• Passage to read:
Possibilities and Limits of a C2 (R)Evolution

By Lieutenant Colonel

By Lt Col



, GE


Joint Air Power Competence Centre

 February 2022


Military planners often focus on the development of individual capabilities without considering how they will work in concert with the rest of a nation’s forces or let alone allied forces. As with any fine symphony orchestra, harmonizing these capabilities requires a world-class conductor. Command and Control (C2) systems – and their operators – are the military equivalent of the conductor. It is intuitive that an improved C2 system can increase military efficiency and effectiveness, comparable to the orchestra playing more swiftly and striving for the perfect performance. However, what is actually considered a C2 improvement and how will such improvements be judged? Is it simply that a new C2 system can be considered better if the cost/benefit ratio at the strategic level is improved while controlling the same effect-delivering tools, or does improvement involve more aspects? The main factors for such improvements could be an increase of overall speed and a decrease in friendly force attrition. Assuming that the outcome of a fair one-on-one duel between two competing systems at the tactical level is a relatively statistical coin toss, this fair balance needs to be influenced by the advantages gained from the tactical to the strategic levels. The following will look at some options and their benefits, as well as their drawbacks.

Situational Awareness

One way to skew the balance and improve the effect-delivery of individual systems is to achieve better Situational Awareness (SA) than the opposing systems, which should enable optimized and faster decisions. This requires that all necessary information is available in time for each process (e.g. planning, deployment, engagement) to create an advantage. This is often also called information superiority.1 The sheer amount of active and passive sensors (including both technical and human) available to NATO and its nations, from all domains, produce massive volumes of data. The next steps are converting data to information and then possibly to knowledge,2 followed by its dissemination to the required users. Hypothetically, assuming that the continuous data and information sharing of national sources is given, it needs to be decided what can, will, and must be delivered, and to whom. The knowledge to information conversion before transmission requires trust, but also needs to utilize less bandwidth to save time when serving more than one user. Trust applied to digital content is sometimes referred to as e-trust.3 However, this reduces the options for context analysis by a local commander/operator, which, in turn, emphasizes the need for data/information veracity. Additionally, the more data/information that is available, the more imperative ‘what is relevant’ must be determined to create the advantage. Practically, this can only be done closer to the point of collection, unless the client knows exactly what he actually needs. This becomes less likely with the growing amount of available material, amplified by the bottleneck of distribution through existing networks. In addition, with the increasing volume of data, the actual need for computerized analytical support increases, which is true for detection, classification, identification, and the categorization of relevant data. This is where the constantly evolving fields of Artificial Intelligence (AI),4 Big Data,5 Deep Learning,6 and Quantum Computing7 can help to increase speed and efficiency.

• Extracted records:
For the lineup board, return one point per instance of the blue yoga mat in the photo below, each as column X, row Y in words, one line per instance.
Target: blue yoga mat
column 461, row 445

* * *

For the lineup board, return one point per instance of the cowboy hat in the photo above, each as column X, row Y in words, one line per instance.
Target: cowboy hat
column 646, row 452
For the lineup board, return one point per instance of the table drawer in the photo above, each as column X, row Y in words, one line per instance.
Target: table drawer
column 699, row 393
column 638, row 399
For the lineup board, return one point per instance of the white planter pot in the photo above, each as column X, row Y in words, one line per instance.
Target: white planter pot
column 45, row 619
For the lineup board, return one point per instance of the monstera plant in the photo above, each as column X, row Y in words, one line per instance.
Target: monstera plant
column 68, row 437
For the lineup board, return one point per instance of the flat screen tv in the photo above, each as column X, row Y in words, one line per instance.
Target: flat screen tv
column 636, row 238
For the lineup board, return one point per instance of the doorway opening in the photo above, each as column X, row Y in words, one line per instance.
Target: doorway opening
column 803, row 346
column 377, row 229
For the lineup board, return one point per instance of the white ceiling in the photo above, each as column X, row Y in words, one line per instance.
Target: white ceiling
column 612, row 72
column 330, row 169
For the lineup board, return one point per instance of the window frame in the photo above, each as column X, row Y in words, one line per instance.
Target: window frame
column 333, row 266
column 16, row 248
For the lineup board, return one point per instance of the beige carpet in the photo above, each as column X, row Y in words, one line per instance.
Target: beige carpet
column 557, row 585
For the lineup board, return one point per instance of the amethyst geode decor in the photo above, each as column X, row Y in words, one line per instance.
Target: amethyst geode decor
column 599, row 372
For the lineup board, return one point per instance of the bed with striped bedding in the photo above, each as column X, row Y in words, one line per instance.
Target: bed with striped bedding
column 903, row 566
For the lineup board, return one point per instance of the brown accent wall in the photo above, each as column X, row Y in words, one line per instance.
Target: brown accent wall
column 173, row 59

• Requirements: Write the next part of the command and control article, starting right after its final sentence.

• Written response:
Such enhanced efficiency also has its drawbacks. Not only do we have to think about, and deal with, new types of misinformation, since it has a different meaning for an AI than for the human operator,8 but also the potential final recipients of the misinformation need to be trained accordingly. The human decision-making process is based on two types of reasoning: 1) more time-consuming deliberative reasoning, and 2) automatic reasoning for routine decisions. Studies have shown that humans tend to use more automatic reasoning when interacting with automated systems.9 The faster the system, the less likely the operator will use deliberative reasoning. The debate about killer robots10 revolves around automated or autonomous decisions, lacking the meaningful human control when using lethal force. This can be avoided by keeping these decisions in human hands. However, if the operator is not well trained, there could be little difference in the outcomes in some instances.

To use Surface-Based Air and Missile Defence (SBAMD) systems as an example, external cueing data allows for optimized emissions control and, therefore, later radiation detection and fewer electronic counter-measures. This also supports the optimization of intercept points and the employment of advanced fire control concepts11 like engage- or launch-on-remote. However, following several fratricide incidents by SBAMD units in Operation Iraqi Freedom, a United States Department of Defense report12 stated three shortfalls, which led to these sometimes-fatal circumstances. Firstly, critical identification systems performed poorly; secondly, there was a significant lack of SA in the air defence systems; thirdly, the SBAMD concept of operations did not match the actual operational conditions, yet the operators were trained to trust the system. This supports the notion that technical options need to go hand in hand with operational requirements and, most importantly, adequate training.

System of Systems in a Multi-Domain Environment

The overall efficacy of a military action relies on the capabilities used and the way they are employed. Enhancing either will surely improve the outcome. However, just optimizing existing capabilities and processes will have limits, e.g. technical limitations or procedural insufficiencies, to achieve the necessary effect. This might necessitate the development of completely new approaches or capabilities. In the end, the result needs to deliver the envisioned benefits whilst remaining robust for contingency circumstances.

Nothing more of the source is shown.